TASK REQUIREMENTS: Write the data below out in full, exactly as it stands.

TASK INPUT:
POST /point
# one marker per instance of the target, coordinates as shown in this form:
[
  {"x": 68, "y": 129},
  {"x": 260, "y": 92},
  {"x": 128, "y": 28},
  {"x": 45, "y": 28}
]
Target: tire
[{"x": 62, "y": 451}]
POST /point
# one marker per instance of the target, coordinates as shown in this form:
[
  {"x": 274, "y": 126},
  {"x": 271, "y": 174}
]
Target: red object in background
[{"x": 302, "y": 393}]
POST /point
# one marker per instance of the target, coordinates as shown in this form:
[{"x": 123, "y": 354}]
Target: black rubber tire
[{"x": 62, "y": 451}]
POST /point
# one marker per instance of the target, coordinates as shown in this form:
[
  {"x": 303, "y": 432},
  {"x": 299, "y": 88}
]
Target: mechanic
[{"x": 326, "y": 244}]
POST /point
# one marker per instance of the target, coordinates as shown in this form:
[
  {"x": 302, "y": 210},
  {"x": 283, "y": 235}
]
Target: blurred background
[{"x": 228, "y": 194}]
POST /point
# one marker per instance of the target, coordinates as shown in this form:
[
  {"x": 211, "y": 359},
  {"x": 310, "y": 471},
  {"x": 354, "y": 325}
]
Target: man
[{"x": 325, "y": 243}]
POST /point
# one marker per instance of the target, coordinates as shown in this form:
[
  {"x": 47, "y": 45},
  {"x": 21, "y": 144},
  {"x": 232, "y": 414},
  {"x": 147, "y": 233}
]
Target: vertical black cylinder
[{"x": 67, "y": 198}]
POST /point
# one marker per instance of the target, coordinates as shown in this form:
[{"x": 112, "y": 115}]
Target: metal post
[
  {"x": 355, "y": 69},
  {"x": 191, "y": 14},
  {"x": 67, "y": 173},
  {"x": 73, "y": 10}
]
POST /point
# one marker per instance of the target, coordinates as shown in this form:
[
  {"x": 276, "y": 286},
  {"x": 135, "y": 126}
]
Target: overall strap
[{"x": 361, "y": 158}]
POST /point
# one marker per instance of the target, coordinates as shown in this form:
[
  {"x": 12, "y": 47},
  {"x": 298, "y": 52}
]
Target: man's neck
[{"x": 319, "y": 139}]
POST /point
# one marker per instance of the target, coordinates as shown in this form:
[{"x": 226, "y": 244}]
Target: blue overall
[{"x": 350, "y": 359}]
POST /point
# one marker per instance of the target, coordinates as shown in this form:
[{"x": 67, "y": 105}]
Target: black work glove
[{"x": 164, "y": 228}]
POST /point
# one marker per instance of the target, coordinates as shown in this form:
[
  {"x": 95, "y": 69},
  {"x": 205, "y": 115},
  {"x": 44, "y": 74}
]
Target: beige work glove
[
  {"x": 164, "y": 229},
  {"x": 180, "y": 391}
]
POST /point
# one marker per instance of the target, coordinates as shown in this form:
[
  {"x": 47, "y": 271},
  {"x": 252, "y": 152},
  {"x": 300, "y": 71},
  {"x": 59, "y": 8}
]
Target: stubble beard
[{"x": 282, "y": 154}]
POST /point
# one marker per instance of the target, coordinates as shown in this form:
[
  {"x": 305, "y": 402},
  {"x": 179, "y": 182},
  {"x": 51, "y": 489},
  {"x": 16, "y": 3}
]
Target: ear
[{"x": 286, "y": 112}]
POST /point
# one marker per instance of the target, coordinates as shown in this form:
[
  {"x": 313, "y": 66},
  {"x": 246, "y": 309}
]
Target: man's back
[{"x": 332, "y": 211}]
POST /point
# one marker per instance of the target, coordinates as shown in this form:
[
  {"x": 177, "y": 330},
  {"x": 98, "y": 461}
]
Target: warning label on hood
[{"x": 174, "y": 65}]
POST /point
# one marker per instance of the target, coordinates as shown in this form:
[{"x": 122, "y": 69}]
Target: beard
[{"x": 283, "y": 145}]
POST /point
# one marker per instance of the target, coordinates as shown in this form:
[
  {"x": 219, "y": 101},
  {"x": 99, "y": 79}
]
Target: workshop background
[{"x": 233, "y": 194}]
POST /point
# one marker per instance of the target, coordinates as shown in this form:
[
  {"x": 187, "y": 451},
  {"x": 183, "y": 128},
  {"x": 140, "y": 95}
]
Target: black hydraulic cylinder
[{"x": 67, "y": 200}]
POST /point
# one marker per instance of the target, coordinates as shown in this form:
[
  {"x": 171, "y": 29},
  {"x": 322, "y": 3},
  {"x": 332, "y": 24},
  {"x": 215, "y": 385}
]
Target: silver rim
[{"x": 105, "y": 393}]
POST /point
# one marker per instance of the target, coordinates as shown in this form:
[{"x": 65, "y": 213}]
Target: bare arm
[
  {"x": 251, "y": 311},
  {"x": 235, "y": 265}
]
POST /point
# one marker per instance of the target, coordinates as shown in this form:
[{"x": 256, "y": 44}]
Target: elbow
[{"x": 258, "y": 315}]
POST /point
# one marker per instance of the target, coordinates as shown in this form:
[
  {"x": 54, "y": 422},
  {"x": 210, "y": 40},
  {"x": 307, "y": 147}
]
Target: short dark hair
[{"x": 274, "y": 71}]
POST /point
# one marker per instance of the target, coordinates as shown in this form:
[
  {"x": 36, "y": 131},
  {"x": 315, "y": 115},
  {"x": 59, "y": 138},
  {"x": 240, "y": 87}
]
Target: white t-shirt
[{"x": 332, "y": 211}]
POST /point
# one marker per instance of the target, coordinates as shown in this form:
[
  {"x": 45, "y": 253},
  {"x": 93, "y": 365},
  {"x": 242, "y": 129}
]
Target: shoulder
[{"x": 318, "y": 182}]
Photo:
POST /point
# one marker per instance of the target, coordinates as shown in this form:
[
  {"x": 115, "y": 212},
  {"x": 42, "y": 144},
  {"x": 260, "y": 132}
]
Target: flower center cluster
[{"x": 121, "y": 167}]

RESULT OF THIS TASK:
POST /point
# one marker per instance of the target, coordinates as shown in this form:
[
  {"x": 68, "y": 129},
  {"x": 260, "y": 92},
  {"x": 128, "y": 28},
  {"x": 45, "y": 28}
]
Target: tire
[{"x": 62, "y": 451}]
POST /point
# one marker per instance of the target, coordinates as shown in this form:
[
  {"x": 274, "y": 126},
  {"x": 271, "y": 174}
]
Target: red object in background
[{"x": 302, "y": 393}]
POST /point
# one marker per instance of the target, coordinates as shown in this form:
[{"x": 123, "y": 354}]
Target: black rubber tire
[{"x": 62, "y": 451}]
POST /point
# one marker per instance of the target, coordinates as shown in this form:
[
  {"x": 303, "y": 432},
  {"x": 299, "y": 88}
]
Target: mechanic
[{"x": 326, "y": 244}]
POST /point
# one marker per instance of the target, coordinates as shown in this form:
[
  {"x": 302, "y": 210},
  {"x": 283, "y": 235}
]
Target: blurred background
[{"x": 228, "y": 194}]
POST /point
# one marker per instance of the target, coordinates as shown in this form:
[
  {"x": 211, "y": 359},
  {"x": 310, "y": 471},
  {"x": 354, "y": 325}
]
Target: man
[{"x": 325, "y": 243}]
POST /point
# one marker per instance of the target, coordinates as shown in this form:
[
  {"x": 47, "y": 45},
  {"x": 21, "y": 144},
  {"x": 232, "y": 414},
  {"x": 147, "y": 233}
]
Target: vertical black cylinder
[{"x": 67, "y": 198}]
POST /point
# one marker per instance of the target, coordinates as shown in this form:
[{"x": 112, "y": 115}]
Target: metal post
[
  {"x": 355, "y": 69},
  {"x": 191, "y": 14},
  {"x": 67, "y": 173},
  {"x": 73, "y": 10}
]
POST /point
# one marker per instance of the target, coordinates as shown in this form:
[
  {"x": 276, "y": 286},
  {"x": 135, "y": 126}
]
Target: overall strap
[{"x": 361, "y": 158}]
POST /point
# one marker per instance of the target, coordinates as shown in this form:
[
  {"x": 12, "y": 47},
  {"x": 298, "y": 52}
]
Target: man's neck
[{"x": 319, "y": 139}]
POST /point
# one marker per instance of the target, coordinates as shown in this form:
[{"x": 226, "y": 244}]
Target: blue overall
[{"x": 350, "y": 359}]
POST /point
# one marker per instance of the target, coordinates as shown in this form:
[{"x": 67, "y": 105}]
Target: black work glove
[{"x": 164, "y": 228}]
POST /point
# one marker per instance of the target, coordinates as shown in this form:
[
  {"x": 95, "y": 69},
  {"x": 205, "y": 115},
  {"x": 44, "y": 74}
]
Target: beige work glove
[
  {"x": 164, "y": 229},
  {"x": 180, "y": 391}
]
POST /point
# one marker per instance of the target, coordinates as shown in this form:
[
  {"x": 47, "y": 271},
  {"x": 252, "y": 152},
  {"x": 300, "y": 71},
  {"x": 59, "y": 8}
]
Target: stubble beard
[{"x": 282, "y": 154}]
POST /point
# one marker per instance of the target, coordinates as shown in this form:
[
  {"x": 305, "y": 402},
  {"x": 179, "y": 182},
  {"x": 51, "y": 489},
  {"x": 16, "y": 3}
]
Target: ear
[{"x": 286, "y": 112}]
POST /point
# one marker per instance of the target, coordinates as shown in this form:
[
  {"x": 313, "y": 66},
  {"x": 246, "y": 309}
]
Target: man's back
[{"x": 332, "y": 211}]
POST /point
# one marker per instance of the target, coordinates as shown in this form:
[
  {"x": 177, "y": 330},
  {"x": 98, "y": 461}
]
Target: warning label on hood
[{"x": 174, "y": 65}]
POST /point
# one marker per instance of the target, coordinates as shown in this form:
[{"x": 122, "y": 69}]
Target: beard
[{"x": 283, "y": 145}]
POST /point
# one marker per instance of the target, coordinates as shown in this form:
[
  {"x": 219, "y": 101},
  {"x": 99, "y": 79}
]
Target: workshop background
[{"x": 233, "y": 194}]
POST /point
# one marker per instance of the target, coordinates as shown in this form:
[
  {"x": 187, "y": 451},
  {"x": 183, "y": 128},
  {"x": 140, "y": 95}
]
Target: black hydraulic cylinder
[{"x": 67, "y": 200}]
POST /point
# one marker per instance of the target, coordinates as shown in this form:
[
  {"x": 171, "y": 29},
  {"x": 322, "y": 3},
  {"x": 332, "y": 24},
  {"x": 215, "y": 385}
]
Target: silver rim
[{"x": 105, "y": 393}]
POST /point
# one marker per instance of the target, coordinates as shown in this form:
[{"x": 65, "y": 213}]
Target: bare arm
[
  {"x": 251, "y": 311},
  {"x": 235, "y": 265}
]
POST /point
# one marker per instance of the target, coordinates as shown in this form:
[{"x": 256, "y": 44}]
Target: elbow
[{"x": 258, "y": 315}]
POST /point
# one marker per instance of the target, coordinates as shown in this form:
[
  {"x": 54, "y": 422},
  {"x": 210, "y": 40},
  {"x": 307, "y": 147}
]
Target: short dark hair
[{"x": 274, "y": 71}]
POST /point
# one marker per instance of the target, coordinates as shown in this form:
[
  {"x": 36, "y": 131},
  {"x": 315, "y": 115},
  {"x": 59, "y": 138},
  {"x": 240, "y": 87}
]
Target: white t-shirt
[{"x": 332, "y": 211}]
POST /point
# one marker per instance of the target, coordinates as shown in this form:
[
  {"x": 45, "y": 253},
  {"x": 93, "y": 365},
  {"x": 242, "y": 129}
]
Target: shoulder
[{"x": 318, "y": 182}]
Photo:
POST /point
# one marker per instance of the target, coordinates as shown in this form:
[
  {"x": 115, "y": 212},
  {"x": 42, "y": 144},
  {"x": 260, "y": 132}
]
Target: flower center cluster
[{"x": 121, "y": 167}]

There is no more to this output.